Work instruction ▸ Set down each record exactly as written.

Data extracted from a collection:
[Start of section]

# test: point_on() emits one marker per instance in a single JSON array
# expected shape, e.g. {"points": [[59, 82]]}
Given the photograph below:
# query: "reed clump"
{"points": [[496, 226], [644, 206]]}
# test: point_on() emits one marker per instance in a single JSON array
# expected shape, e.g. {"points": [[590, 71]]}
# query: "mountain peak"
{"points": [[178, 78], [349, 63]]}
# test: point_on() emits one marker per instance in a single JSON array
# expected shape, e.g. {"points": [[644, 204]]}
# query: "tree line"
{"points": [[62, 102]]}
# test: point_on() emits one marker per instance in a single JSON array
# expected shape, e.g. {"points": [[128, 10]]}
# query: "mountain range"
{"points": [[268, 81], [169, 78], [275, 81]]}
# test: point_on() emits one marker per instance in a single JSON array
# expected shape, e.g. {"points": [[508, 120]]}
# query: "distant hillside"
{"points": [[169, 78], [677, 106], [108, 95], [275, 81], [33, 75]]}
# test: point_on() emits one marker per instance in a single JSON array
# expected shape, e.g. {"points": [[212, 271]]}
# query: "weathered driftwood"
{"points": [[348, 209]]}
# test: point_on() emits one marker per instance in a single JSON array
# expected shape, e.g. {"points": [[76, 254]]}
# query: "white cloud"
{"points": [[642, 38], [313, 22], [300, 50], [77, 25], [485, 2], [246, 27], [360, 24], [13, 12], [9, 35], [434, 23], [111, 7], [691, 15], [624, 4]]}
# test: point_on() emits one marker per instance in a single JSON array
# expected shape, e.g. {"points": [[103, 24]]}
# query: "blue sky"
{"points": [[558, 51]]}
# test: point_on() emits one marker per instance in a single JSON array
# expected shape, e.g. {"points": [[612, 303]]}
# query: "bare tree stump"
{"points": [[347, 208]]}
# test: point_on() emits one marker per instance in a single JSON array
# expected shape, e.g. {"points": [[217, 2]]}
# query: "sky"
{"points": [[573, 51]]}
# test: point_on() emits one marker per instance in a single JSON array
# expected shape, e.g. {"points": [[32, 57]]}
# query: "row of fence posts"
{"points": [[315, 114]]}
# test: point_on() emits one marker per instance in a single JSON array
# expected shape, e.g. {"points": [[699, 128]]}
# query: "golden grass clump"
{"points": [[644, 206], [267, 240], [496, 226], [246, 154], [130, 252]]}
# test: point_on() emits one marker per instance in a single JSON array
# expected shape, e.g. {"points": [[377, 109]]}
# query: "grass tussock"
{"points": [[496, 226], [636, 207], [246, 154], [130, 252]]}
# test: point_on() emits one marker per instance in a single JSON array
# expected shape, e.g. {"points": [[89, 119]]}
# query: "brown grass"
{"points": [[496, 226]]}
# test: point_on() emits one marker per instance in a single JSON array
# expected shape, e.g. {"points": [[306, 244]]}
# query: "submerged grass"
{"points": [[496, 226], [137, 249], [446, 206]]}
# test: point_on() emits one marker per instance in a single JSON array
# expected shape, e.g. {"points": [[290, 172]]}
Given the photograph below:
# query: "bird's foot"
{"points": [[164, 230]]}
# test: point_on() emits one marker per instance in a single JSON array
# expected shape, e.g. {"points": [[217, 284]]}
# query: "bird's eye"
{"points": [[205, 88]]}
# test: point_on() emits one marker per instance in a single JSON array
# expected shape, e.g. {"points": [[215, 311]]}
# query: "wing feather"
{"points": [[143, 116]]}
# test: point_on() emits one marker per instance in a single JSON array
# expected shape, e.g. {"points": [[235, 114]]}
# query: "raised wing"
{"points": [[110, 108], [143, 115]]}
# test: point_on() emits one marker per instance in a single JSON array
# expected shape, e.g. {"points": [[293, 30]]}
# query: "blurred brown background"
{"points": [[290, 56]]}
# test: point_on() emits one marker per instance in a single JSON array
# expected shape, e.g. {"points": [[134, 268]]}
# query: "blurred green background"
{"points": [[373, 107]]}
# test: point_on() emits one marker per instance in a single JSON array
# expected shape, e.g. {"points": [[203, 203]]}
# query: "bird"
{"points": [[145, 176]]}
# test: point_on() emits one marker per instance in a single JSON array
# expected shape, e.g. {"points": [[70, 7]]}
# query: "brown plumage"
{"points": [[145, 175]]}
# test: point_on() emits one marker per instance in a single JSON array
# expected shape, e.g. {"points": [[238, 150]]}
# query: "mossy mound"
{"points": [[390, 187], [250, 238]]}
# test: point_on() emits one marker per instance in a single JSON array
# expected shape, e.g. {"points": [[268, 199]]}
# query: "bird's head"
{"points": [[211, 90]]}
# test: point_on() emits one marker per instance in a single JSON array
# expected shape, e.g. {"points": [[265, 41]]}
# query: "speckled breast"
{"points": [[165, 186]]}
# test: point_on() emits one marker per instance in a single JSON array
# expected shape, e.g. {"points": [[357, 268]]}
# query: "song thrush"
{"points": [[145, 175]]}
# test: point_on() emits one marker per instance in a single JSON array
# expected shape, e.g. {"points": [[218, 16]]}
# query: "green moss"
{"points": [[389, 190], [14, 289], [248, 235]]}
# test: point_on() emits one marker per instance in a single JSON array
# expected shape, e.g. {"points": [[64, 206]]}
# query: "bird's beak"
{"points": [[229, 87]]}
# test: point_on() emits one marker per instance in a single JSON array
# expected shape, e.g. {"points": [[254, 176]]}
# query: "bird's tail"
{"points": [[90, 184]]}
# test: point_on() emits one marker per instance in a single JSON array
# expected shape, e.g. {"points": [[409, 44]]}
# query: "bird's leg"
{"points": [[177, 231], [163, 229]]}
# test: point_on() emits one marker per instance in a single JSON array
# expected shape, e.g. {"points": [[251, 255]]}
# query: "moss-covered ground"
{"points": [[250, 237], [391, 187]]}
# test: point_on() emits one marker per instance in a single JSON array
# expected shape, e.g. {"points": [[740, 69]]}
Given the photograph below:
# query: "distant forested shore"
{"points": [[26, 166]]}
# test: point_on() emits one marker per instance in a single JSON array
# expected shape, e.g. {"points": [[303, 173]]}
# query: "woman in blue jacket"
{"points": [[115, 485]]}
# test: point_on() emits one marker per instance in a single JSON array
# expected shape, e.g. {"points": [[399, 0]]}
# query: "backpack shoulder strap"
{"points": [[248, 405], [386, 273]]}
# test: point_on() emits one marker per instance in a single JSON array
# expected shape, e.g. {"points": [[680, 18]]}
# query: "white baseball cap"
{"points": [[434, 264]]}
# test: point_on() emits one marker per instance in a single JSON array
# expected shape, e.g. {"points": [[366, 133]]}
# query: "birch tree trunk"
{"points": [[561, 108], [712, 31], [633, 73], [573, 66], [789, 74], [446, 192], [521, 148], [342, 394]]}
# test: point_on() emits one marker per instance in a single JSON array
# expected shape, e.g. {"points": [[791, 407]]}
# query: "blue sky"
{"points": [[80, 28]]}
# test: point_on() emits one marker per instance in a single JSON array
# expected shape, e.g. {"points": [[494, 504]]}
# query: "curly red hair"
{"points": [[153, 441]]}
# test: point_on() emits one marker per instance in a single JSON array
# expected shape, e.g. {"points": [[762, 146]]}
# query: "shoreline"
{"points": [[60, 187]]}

[End of section]

Task solution ▸
# test: point_on() emits one marker per instance in a single JSON array
# expected shape, e.g. {"points": [[59, 82]]}
Given the photograph below:
# query: "reed clump"
{"points": [[496, 226], [644, 206]]}
# test: point_on() emits one marker per instance in a single JSON array
# expected shape, e.g. {"points": [[590, 71]]}
# query: "mountain peak"
{"points": [[178, 78], [349, 63]]}
# test: point_on() emits one marker per instance in a single JSON array
# expected shape, e.g. {"points": [[644, 204]]}
# query: "tree line"
{"points": [[62, 102]]}
# test: point_on() emits one marker per instance in a single JSON array
# expected shape, e.g. {"points": [[128, 10]]}
# query: "mountain range"
{"points": [[268, 81], [169, 78], [275, 81]]}
# test: point_on() emits one marker per instance in a single JSON array
# expected shape, e.g. {"points": [[508, 120]]}
# query: "distant hillside"
{"points": [[169, 78], [677, 106], [108, 95], [275, 81], [33, 75]]}
# test: point_on() emits one marker per instance in a single JSON array
# expected shape, e.g. {"points": [[212, 271]]}
# query: "weathered driftwood"
{"points": [[348, 209]]}
# test: point_on() emits one marker per instance in a single JSON array
# expected shape, e.g. {"points": [[76, 254]]}
# query: "white cloud"
{"points": [[642, 38], [313, 22], [300, 50], [77, 25], [485, 2], [246, 27], [360, 24], [13, 12], [9, 35], [434, 23], [111, 7], [691, 15], [624, 4]]}
# test: point_on() emits one marker per instance in a single JSON array
# expected shape, e.g. {"points": [[103, 24]]}
# query: "blue sky"
{"points": [[558, 51]]}
# test: point_on() emits one marker per instance in a single JSON array
# expected shape, e.g. {"points": [[612, 303]]}
# query: "bare tree stump"
{"points": [[347, 208]]}
# test: point_on() emits one marker per instance in a single JSON array
# expected shape, e.g. {"points": [[217, 2]]}
# query: "sky"
{"points": [[573, 51]]}
# test: point_on() emits one marker per instance in a single JSON array
# expected shape, e.g. {"points": [[32, 57]]}
# query: "row of fence posts"
{"points": [[315, 114]]}
# test: point_on() emits one marker per instance in a single JSON array
# expected shape, e.g. {"points": [[699, 128]]}
# query: "golden grass clump"
{"points": [[644, 206], [267, 240], [496, 226], [246, 154], [130, 252]]}
# test: point_on() emits one marker per instance in a single JSON array
# expected shape, e.g. {"points": [[377, 109]]}
# query: "grass tussock"
{"points": [[496, 226], [636, 207], [246, 154], [130, 252]]}
# test: point_on() emits one marker per instance in a single JSON array
# expected shape, e.g. {"points": [[89, 119]]}
# query: "brown grass"
{"points": [[496, 226]]}
# test: point_on() emits one marker per instance in a single JSON array
# expected shape, e.g. {"points": [[306, 244]]}
# query: "submerged grass"
{"points": [[496, 226], [137, 249], [446, 206]]}
# test: point_on() emits one marker per instance in a single JSON array
# expected shape, e.g. {"points": [[290, 172]]}
Given the photograph below:
# query: "bird's foot"
{"points": [[164, 230]]}
# test: point_on() emits one marker per instance in a single JSON array
# expected shape, e.g. {"points": [[217, 284]]}
# query: "bird's eye"
{"points": [[205, 88]]}
# test: point_on() emits one marker per instance in a single JSON array
# expected shape, e.g. {"points": [[215, 311]]}
# query: "wing feather"
{"points": [[143, 116]]}
# test: point_on() emits one marker per instance in a single JSON array
# expected shape, e.g. {"points": [[235, 114]]}
# query: "raised wing"
{"points": [[110, 108], [143, 115]]}
# test: point_on() emits one marker per instance in a single JSON array
# expected shape, e.g. {"points": [[293, 30]]}
# query: "blurred brown background"
{"points": [[290, 56]]}
# test: point_on() emits one marker per instance in a single JSON array
# expected shape, e.g. {"points": [[134, 268]]}
# query: "blurred green background"
{"points": [[373, 107]]}
# test: point_on() emits one marker per instance in a single JSON array
# expected shape, e.g. {"points": [[203, 203]]}
# query: "bird"
{"points": [[145, 176]]}
# test: point_on() emits one marker per instance in a single JSON array
# expected shape, e.g. {"points": [[70, 7]]}
# query: "brown plumage"
{"points": [[145, 175]]}
# test: point_on() emits one marker per instance in a single JSON array
# expected shape, e.g. {"points": [[238, 150]]}
# query: "mossy mound"
{"points": [[390, 187], [250, 238]]}
# test: point_on() emits one marker per instance in a single JSON array
# expected shape, e.g. {"points": [[268, 199]]}
# query: "bird's head"
{"points": [[211, 90]]}
# test: point_on() emits one marker per instance in a single JSON array
# expected shape, e.g. {"points": [[265, 41]]}
# query: "speckled breast"
{"points": [[165, 186]]}
# test: point_on() emits one marker per instance in a single JSON array
# expected shape, e.g. {"points": [[357, 268]]}
# query: "song thrush"
{"points": [[145, 175]]}
# test: point_on() emits one marker per instance in a single JSON array
# expected shape, e.g. {"points": [[218, 16]]}
# query: "green moss"
{"points": [[389, 190], [14, 289], [248, 235]]}
# test: point_on() emits one marker per instance in a single JSON array
# expected shape, e.g. {"points": [[64, 206]]}
# query: "bird's beak"
{"points": [[229, 87]]}
# test: point_on() emits one marker per instance in a single JSON array
# expected shape, e.g. {"points": [[254, 176]]}
# query: "bird's tail"
{"points": [[90, 184]]}
# test: point_on() emits one marker per instance in a single JSON array
# expected shape, e.g. {"points": [[409, 44]]}
# query: "bird's leg"
{"points": [[177, 231], [163, 229]]}
# test: point_on() emits one marker per instance in a single JSON array
# expected shape, e.g. {"points": [[251, 255]]}
# query: "moss-covered ground"
{"points": [[250, 237], [391, 187]]}
# test: point_on() emits one marker per instance in a single JSON array
# expected shape, e.g. {"points": [[740, 69]]}
Given the photograph below:
# query: "distant forested shore"
{"points": [[26, 166]]}
# test: point_on() emits one marker per instance in a single JSON array
# expected shape, e.g. {"points": [[303, 173]]}
# query: "woman in blue jacket"
{"points": [[115, 485]]}
# test: point_on() emits one marker per instance in a single JSON array
# expected shape, e.g. {"points": [[399, 0]]}
# query: "backpack shoulder strap"
{"points": [[248, 405], [386, 273]]}
# test: point_on() emits one marker per instance in a single JSON array
# expected shape, e.g. {"points": [[680, 18]]}
# query: "white baseball cap"
{"points": [[434, 264]]}
# test: point_on() emits one marker per instance in a single JSON array
# expected shape, e.g. {"points": [[366, 133]]}
# query: "birch tree trunk"
{"points": [[561, 108], [712, 31], [633, 73], [573, 66], [789, 74], [446, 192], [521, 148], [342, 394]]}
# test: point_on() emits one marker per instance in a single JSON array
# expected shape, e.g. {"points": [[791, 407]]}
# query: "blue sky"
{"points": [[80, 28]]}
# test: point_on() emits one marker per instance in a single JSON array
# expected shape, e.g. {"points": [[494, 504]]}
# query: "curly red hair"
{"points": [[153, 441]]}
# test: point_on() emits one marker per instance in a single JSON array
# expected shape, e.g. {"points": [[762, 146]]}
# query: "shoreline"
{"points": [[60, 187]]}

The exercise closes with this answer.